### Daftar Tugas
1 > Terjemahkan ke dalam bahasa Inggris kalimat dari teks tentang Perpres Nomor 63 Tahun 2019 ini: "Setelah tanggal 9 Oktober 2019, sebuah perbincangan dengan berbagai pendapat berbeda lahir."
2 > Kapan Perpres Nomor 63 Tahun 2019 disahkan menurut teks tentang peraturan tersebut?
3 > Tuliskan lanjutan teks tentang Perpres Nomor 63 Tahun 2019, dimulai setelah kalimat terakhirnya.

:: Kutipan Terpilih

Setelah tanggal 9 Oktober 2019, sebuah perbincangan dengan berbagai pendapat berbeda lahir. Pembahasan dan perdebatan ini muncul terutama antar para kantor hukum di Indonesia yang memiliki interpretasi mereka masing-masing. Yang menjadi subjek pembahasan ini yakni Peraturan Presiden (Perpres) Nomor 63 Tahun 2019 yang mengatur tentang Penggunaan bahasa Indonesia. Perpres yang disahkan tanggal 30 September 2019 dan kemudian dipublikasikan tanggal 9 Oktober ini menggantikan Perpres Nomor 16 Tahun 2010 tentang Penggunaan bahasa Indonesia dalam Pidato Resmi Presiden dan/atau Wakil Presiden serta Pejabat Negara Lainnya.

::::
:: Data Tersimpan

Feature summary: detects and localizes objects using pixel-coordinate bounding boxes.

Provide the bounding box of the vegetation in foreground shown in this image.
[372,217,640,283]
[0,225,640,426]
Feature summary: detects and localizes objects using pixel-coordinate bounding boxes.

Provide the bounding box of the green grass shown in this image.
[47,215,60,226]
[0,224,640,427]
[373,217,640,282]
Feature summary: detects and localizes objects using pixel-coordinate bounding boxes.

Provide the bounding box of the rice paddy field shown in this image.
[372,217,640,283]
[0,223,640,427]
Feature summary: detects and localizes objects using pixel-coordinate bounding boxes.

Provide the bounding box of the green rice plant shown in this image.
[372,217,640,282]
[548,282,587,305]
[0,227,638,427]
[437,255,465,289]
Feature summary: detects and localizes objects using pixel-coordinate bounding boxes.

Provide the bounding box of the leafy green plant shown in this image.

::::

### Hasil Berurutan
1 > After October 9, 2019, a discussion with a variety of differing opinions arose.

2 > Tanggal 30 September 2019.

3 >
Perpres semula hanya mengatur penggunaan bahasa Indonesia dalam cakupan sempit, yakni pidato resmi yang diberikan para pejabat negara Indonesia. Sekarang, spektrum dari Perpes baru merambat lebih luas, menyangkut ke keseharian masyarakat. Perpres 2019 ini mewajibkan penggunaan bahasa Indonesia untuk sejumlah hal, antara lain bahasa pengantar pendidikan nasional, penulisan dan publikasi karya ilmiah di Indonesia, penamaan bangunan, jalanan, perusahaan, penulisan perjanjian, dan bahkan pemberitahuan informasi melalui media massa serta komunikasi resmi di lingkungan kerja, baik di perusahaan pemerintah maupun swasta.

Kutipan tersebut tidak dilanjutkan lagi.